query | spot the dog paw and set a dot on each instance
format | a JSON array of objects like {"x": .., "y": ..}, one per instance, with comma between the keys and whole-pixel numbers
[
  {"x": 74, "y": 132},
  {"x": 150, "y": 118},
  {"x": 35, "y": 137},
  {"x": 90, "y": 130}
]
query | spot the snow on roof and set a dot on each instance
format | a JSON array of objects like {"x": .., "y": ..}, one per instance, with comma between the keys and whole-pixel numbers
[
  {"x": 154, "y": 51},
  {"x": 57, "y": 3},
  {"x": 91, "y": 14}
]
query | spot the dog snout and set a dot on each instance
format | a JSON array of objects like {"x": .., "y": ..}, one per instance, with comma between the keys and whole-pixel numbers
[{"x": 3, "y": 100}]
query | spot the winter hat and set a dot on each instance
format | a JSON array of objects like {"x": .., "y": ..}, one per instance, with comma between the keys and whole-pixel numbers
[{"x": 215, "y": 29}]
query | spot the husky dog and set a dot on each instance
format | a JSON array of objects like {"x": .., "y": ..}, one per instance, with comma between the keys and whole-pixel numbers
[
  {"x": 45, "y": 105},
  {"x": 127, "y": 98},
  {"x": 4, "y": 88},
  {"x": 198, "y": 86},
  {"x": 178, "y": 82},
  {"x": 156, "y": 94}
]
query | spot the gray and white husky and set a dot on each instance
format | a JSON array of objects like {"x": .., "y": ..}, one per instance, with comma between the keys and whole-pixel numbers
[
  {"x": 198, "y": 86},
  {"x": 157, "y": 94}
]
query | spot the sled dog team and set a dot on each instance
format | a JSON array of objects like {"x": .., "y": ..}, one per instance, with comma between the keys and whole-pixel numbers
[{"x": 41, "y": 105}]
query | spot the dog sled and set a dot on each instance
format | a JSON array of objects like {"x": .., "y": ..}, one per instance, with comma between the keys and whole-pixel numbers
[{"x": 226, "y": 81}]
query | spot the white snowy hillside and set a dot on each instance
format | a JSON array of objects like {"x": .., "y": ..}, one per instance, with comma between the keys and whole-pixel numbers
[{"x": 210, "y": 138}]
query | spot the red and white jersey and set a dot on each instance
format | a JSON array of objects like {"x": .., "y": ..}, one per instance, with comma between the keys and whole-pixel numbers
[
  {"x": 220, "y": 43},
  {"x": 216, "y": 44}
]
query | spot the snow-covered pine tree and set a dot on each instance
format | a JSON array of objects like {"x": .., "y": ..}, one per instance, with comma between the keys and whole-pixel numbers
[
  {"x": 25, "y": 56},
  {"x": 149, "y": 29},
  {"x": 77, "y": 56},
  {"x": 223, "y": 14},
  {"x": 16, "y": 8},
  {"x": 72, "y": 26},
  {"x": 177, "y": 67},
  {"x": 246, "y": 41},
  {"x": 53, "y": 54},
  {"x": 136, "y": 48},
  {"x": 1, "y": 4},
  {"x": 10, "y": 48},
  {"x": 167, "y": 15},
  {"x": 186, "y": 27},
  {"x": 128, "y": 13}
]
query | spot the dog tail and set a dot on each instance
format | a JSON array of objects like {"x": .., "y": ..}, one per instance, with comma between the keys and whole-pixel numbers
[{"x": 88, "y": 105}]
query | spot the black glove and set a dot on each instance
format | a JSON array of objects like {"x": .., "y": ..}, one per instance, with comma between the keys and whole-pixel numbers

• _Task instructions_:
Once you have read through the entries above, state how many lines hold the word "sled", giving nothing but the number.

• _Task response_:
2